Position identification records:
►

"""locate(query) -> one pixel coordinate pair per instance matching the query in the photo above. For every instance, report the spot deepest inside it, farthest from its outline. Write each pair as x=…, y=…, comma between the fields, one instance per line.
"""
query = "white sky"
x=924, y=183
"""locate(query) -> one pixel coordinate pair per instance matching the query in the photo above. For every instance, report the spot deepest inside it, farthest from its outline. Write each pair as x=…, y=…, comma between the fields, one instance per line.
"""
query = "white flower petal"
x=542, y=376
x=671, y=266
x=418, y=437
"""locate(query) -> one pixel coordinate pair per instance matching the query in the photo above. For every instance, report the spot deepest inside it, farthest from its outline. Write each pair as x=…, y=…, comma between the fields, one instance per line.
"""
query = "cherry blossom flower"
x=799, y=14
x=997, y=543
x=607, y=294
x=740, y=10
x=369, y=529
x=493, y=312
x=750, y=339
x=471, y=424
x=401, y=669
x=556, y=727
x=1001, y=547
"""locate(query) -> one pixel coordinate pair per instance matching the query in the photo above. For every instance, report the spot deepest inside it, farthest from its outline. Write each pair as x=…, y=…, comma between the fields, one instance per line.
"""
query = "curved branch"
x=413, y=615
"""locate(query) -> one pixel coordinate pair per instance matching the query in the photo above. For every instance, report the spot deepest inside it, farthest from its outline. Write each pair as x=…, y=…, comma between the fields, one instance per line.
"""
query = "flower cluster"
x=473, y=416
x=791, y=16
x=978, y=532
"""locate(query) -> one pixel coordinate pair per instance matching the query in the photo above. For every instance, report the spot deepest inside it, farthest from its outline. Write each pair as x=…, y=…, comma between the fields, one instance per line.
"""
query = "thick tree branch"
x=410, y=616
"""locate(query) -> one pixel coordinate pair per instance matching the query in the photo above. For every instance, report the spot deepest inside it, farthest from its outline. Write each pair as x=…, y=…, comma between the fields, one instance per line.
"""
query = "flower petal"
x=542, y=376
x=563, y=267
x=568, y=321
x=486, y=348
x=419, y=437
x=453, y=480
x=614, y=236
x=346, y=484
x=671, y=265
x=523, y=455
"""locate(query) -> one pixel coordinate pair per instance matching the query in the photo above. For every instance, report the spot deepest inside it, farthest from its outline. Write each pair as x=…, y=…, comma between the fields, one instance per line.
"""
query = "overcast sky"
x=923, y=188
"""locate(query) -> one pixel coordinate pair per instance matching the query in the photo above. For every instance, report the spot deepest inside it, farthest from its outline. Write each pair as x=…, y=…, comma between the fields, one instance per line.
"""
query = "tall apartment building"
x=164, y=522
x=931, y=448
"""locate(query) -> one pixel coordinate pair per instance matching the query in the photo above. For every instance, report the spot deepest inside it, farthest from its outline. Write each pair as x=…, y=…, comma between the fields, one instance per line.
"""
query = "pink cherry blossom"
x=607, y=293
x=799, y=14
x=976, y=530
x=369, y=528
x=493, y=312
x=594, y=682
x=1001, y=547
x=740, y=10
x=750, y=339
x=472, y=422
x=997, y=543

◄

**Written exercise**. Take the listing above and write it out again exactly.

**Solution for this problem**.
"""locate(query) -> one pixel coordinate pair per instance matching the query in the photo above. For every instance, report the spot deepest inside it, farthest from its outline. Write each pair as x=…, y=…, comma between the fields, one instance per line.
"""
query = "white sky"
x=924, y=183
"""locate(query) -> one pixel coordinate pair per instance matching the query in the photo above. For every instance, report the spot deepest inside it, farthest from its outline. Write each pair as x=…, y=…, comma between the fields, one instance per line.
"""
query = "white flower petal"
x=542, y=376
x=671, y=266
x=418, y=437
"""locate(query) -> one pixel coordinate pair per instance matching the query in the photo above. For every instance, report the spot deepest inside it, farthest from its outline. Write each pair as x=…, y=…, comma between the fields, one instance per line.
"""
query = "cherry blossom flower"
x=799, y=14
x=997, y=543
x=607, y=294
x=740, y=10
x=369, y=529
x=493, y=312
x=750, y=339
x=471, y=424
x=401, y=669
x=556, y=727
x=1001, y=547
"""locate(query) -> one pixel coordinate pair per instance matching the query in the photo above. For every instance, report the spot deepest inside it, farthest from its outline. Write each pair as x=…, y=…, comma between the fields, one instance per line.
"""
query = "curved branch"
x=413, y=615
"""locate(query) -> one pixel coordinate pair per instance matching the query in the photo above. For every instance, report the spot deepest inside it, farthest from its outline. Write each pair as x=…, y=…, comma between the fields, one instance per line.
"""
query = "flower cluster"
x=473, y=416
x=791, y=16
x=978, y=532
"""locate(query) -> one pixel coordinate pair per instance matching the query in the photo above. For every instance, report the spot deepest inside it, farthest from its outline. Write each pair as x=…, y=…, comma between the fields, one instance per line.
"""
query = "thick tree branch"
x=410, y=616
"""locate(query) -> one pixel coordinate pair per instance matching the query in the photo above. For every instance, report the spot deepest inside it, farthest from its outline. Write each pair as x=…, y=…, comma between the fields, one instance per line.
"""
query = "flower petal"
x=542, y=376
x=563, y=267
x=568, y=321
x=486, y=348
x=419, y=437
x=453, y=480
x=614, y=236
x=346, y=484
x=671, y=265
x=523, y=455
"""locate(query) -> one pixel coordinate pair per instance matching the query in the photo above. For every instance, report the spot deepest inside it, farthest from its outline. Write each pair as x=…, y=…, comma between the fields, one instance per line.
"""
query = "overcast sky"
x=923, y=188
"""locate(query) -> one pixel coordinate pair per instance matching the query in the photo above. For every instance, report the spot deepest inside it, farthest from its outline. Write each pair as x=…, y=…, comma between the fields, one instance per line.
"""
query = "tall apartment building"
x=164, y=522
x=931, y=448
"""locate(query) -> one pixel coordinate pair per instance matching the query in the photo above. For every instance, report the spot deepest inside it, farthest from its outline. Write each pair as x=…, y=…, comma between the fields, one instance per line.
"""
query = "pink cherry blossom"
x=607, y=293
x=799, y=14
x=976, y=530
x=369, y=528
x=493, y=312
x=594, y=682
x=1001, y=547
x=740, y=10
x=750, y=339
x=472, y=422
x=997, y=543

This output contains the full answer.